Direction >>
Return every line of the data below that contains the word "bush". Case matters.

— start Source data —

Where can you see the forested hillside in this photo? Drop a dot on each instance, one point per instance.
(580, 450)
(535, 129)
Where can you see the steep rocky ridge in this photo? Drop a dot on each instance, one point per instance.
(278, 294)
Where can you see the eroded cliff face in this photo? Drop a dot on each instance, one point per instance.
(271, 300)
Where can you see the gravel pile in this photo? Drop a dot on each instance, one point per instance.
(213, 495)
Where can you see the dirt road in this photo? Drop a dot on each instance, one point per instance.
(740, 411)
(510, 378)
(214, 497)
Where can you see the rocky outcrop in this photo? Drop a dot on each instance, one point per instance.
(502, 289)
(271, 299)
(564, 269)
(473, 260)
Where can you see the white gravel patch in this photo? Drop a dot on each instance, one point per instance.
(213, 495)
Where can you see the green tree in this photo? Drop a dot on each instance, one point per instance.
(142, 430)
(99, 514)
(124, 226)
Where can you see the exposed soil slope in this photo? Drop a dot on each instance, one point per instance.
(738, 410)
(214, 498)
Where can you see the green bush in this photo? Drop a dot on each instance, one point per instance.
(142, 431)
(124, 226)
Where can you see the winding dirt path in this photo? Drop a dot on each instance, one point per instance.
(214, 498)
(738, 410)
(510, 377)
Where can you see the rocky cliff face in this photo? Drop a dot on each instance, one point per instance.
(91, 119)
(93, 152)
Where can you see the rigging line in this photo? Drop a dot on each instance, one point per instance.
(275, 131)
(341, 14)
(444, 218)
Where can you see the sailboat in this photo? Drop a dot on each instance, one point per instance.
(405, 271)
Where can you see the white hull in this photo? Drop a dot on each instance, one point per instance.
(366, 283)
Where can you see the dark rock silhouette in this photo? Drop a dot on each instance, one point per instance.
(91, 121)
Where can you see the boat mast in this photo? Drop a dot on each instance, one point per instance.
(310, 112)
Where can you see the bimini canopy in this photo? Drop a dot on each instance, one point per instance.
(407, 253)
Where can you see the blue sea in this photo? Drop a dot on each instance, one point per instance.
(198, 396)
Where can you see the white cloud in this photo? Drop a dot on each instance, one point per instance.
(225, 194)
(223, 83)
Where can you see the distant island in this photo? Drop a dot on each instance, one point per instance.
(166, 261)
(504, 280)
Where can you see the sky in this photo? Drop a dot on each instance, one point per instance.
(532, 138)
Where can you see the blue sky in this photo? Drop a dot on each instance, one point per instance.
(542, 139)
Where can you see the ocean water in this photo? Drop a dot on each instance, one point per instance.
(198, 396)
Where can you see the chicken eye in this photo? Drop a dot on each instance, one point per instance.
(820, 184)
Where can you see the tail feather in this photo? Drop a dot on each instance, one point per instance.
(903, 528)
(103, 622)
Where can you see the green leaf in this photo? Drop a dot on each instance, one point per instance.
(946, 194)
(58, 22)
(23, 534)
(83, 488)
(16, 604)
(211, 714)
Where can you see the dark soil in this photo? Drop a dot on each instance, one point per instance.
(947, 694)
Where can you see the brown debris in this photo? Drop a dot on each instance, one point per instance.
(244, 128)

— end Source data —
— start Source data —

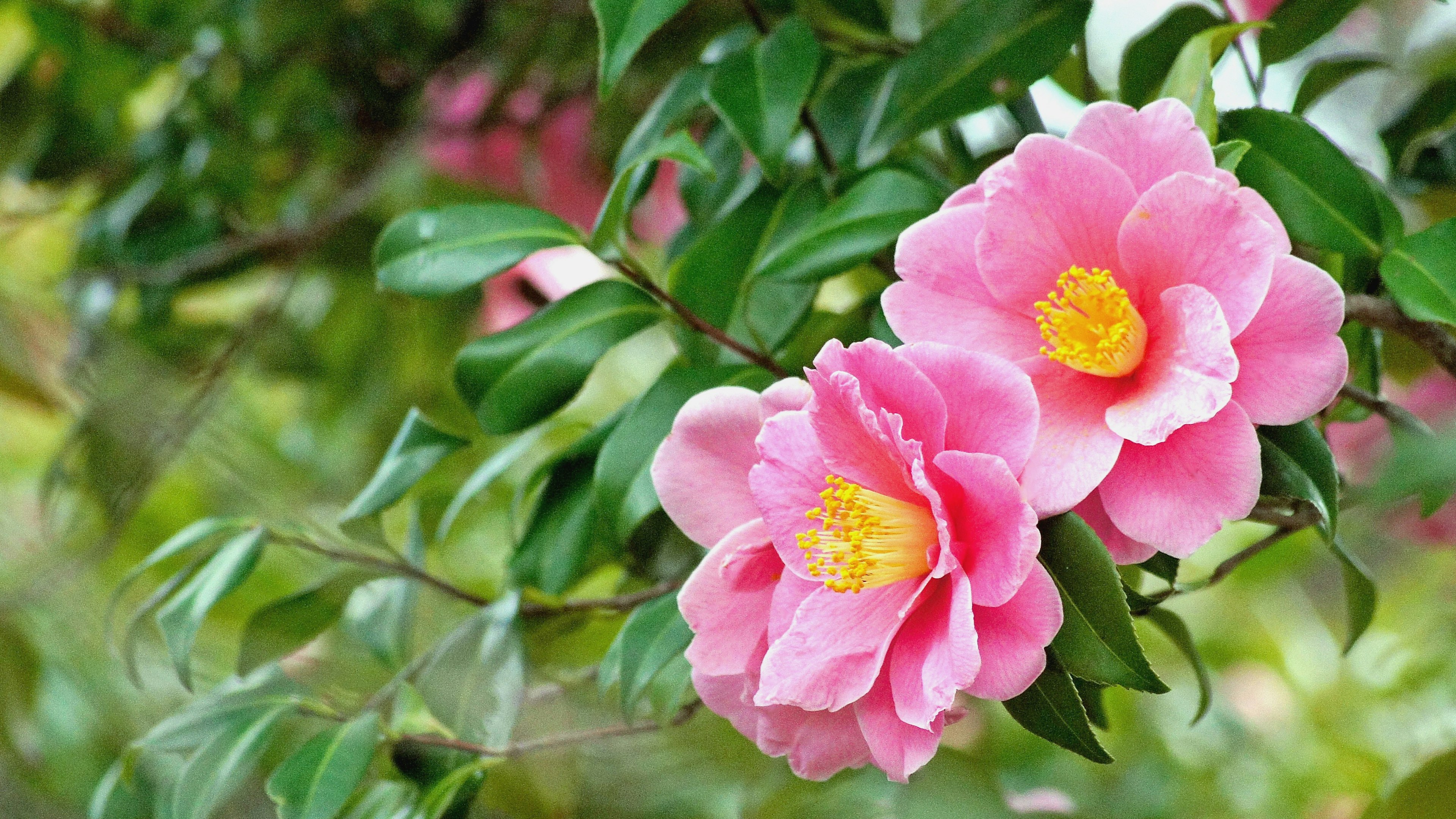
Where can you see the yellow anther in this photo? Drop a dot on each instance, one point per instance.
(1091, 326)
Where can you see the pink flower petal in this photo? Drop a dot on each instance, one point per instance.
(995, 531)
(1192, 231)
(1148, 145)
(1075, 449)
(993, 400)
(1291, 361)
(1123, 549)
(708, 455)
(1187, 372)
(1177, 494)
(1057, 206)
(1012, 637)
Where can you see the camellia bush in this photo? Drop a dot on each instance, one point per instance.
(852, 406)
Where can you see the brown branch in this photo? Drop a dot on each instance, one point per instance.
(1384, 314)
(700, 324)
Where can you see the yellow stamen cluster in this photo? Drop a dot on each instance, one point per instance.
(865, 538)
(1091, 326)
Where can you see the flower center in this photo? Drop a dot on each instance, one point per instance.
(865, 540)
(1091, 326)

— end Source data —

Worked answer >>
Where can you see the green bush in this photo? Drop a dot on each instance, one point per instance.
Where can you see the camellia bush in this photo? Drop a dot on each instance, one point per instance.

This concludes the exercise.